> **EXCERTO DO DOCUMENTO**:
::::

Escravatura Global – Manuel Giraldes

Setembro às 7:53 pm | Publicado em denúncia, escravatura, exploração | 2 comentários

Além-Mar
Abril, 2003

Há 145 anos, uma lei anunciava a abolição da escravatura em todo o Império português. Em 1948, a Carta Internacional dos Direitos do Homem consagrava a escravidão como um atentado à dignidade da pessoa humana. Em 2003, calcula-se que, um pouco por todo o mundo, 27 milhões de escravos contribuem com a sua desgraça para a opulência da economia global. Infelizmente, às vezes parece que o tempo anda para trás.
É comum pensar-se, com um arrepio de indignação e alívio, que a escravatura é um bárbaro crime contra a humanidade arrumado algures nos poeirentos arquivos do passado. Navios cheios de negros acorrentados? Ah, até vi num filme histórico do Spielberg. Homens, mulheres e crianças a trabalharem nos campos, de sol a sol, sob a mira das armas? Ufa! É certamente coisa de romance antigo, tipo “A Cabana do Pai Tomás”. Infelizmente, não é assim. Mudaram os transportes, as grilhetas, os tipos de coacção, mas a escravatura é um fenómeno dos nossos dias. Que não só tende a aumentar como a adquirir formas – se é possível cometer o anacronismo de comparar épocas e estilos de vida tão díspares – cada vez mais graves.
Calcula-se que, neste preciso momento, um pouco por todo o mundo, 27 milhões de pessoas se encontrem acorrentadas a tão desumana sorte. As correntes que as prendem não são de ferro, mas podem ser até mais fortes e mais penosas. Porque, dantes, o escravo era um «bem» caro e raro, e por isso mesmo merecedor de certos cuidados. Mas, nos tempos que correm, a própria lei da oferta e da procura se encarregou de embaratecer e de desvalorizar o “produto”: com a explosão demográfica, o aumento da pobreza e da exclusão social geradas pelo sempre crescente alargamento do fosso que separa ricos e pobres, o torrencial fluxo de imigrantes que se sujeitam a tudo para tentarem encontrar na metade abastada do mundo um modo qualquer de subsistência, “matéria-prima” não falta. E se o escravo moderno enfraquece ou adoece, deita-se fora e arranja-se outro. Que as prateleiras dos armazéns globais estão cheias de gente desesperada.
Nos escaparates, como sempre, pode escolher-se entre homens, mulheres e crianças. Estas são particularmente apreciadas, porque são mais dóceis, comem e protestam menos, dormem em qualquer canto e, como é necessário menos força para obrigá-las a trabalhar, dão menos dores de cabeça a capatazes e vigilantes. Meninos escravos propriamente ditos haverá no mundo cerca de 8 milhões. Não muito longe desta condição, encontram-se os 111 milhões de menores de 15 anos que executam tarefas impróprias, perigosas ou demasiado árduas para a idade.

::::

> **EXCERTO DE DADOS**:
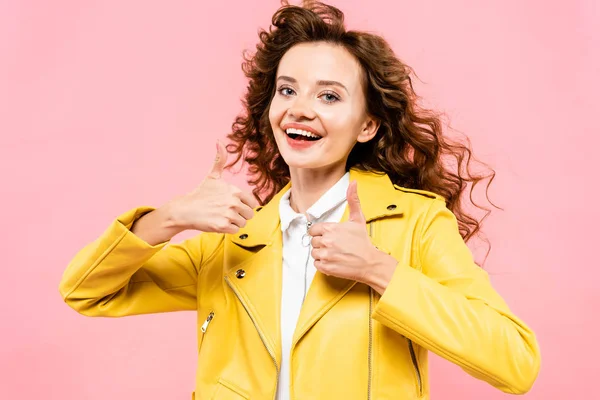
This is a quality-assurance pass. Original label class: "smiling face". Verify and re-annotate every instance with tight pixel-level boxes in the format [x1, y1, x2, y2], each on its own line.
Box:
[269, 42, 378, 173]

::::

> **INSTRUÇÕES DO EXERCÍCIO**:
1. Segundo o texto sobre a escravatura global, quantos meninos escravos propriamente ditos haverá no mundo?
2. Enumere todas as razões que o texto sobre a escravatura global apresenta para as crianças serem particularmente apreciadas como escravos.
3. Prossiga o texto sobre a escravatura global a partir do ponto em que termina.

> **CONJUNTO DE RESPOSTAS**:
1. Haverá cerca de 8 milhões de meninos escravos propriamente ditos.

2.
- São mais dóceis.
- Comem e protestam menos.
- Dormem em qualquer canto.
- Dão menos dores de cabeça a capatazes e vigilantes, porque é necessária menos força para as obrigar a trabalhar.

3.
A moral do lucro

Mas não. Não se confunda. Quando se diz: “O miúdo trabalha que nem um escravo”, não quer dizer que o seja. Para sê-lo, realmente, é preciso que exista – na definição do especialista Kevin Bales – “o controlo total de uma pessoa sobre outra, com fins de exploração económica”. Dantes, tal controlo passava pela compra ou pela posse. Hoje, não só não é preciso, como até é “anti-económico”.
Explica Bales, um professor da Universidade inglesa do Surrey, que correu o mundo a estudar a escravatura moderna: “Hoje, quando as pessoas compram escravos, não pedem um recibo nem títulos de propriedade, mas adquirem o controlo – e usam a violência para manter esse controlo. Os escravocratas têm todos os benefícios da propriedade sem as responsabilidades legais. Na verdade, para os escravocratas, não ter a posse legal é uma melhoria, porque obtêm o controlo total sem qualquer responsabilidade por aquilo que possuem (…). A escravidão é uma obscenidade. Não se trata apenas de roubar o trabalho de alguém; trata-se do roubo de toda uma vida. Está mais estreitamente relacionada com o campo de concentração do que com questões de más condições de trabalho.”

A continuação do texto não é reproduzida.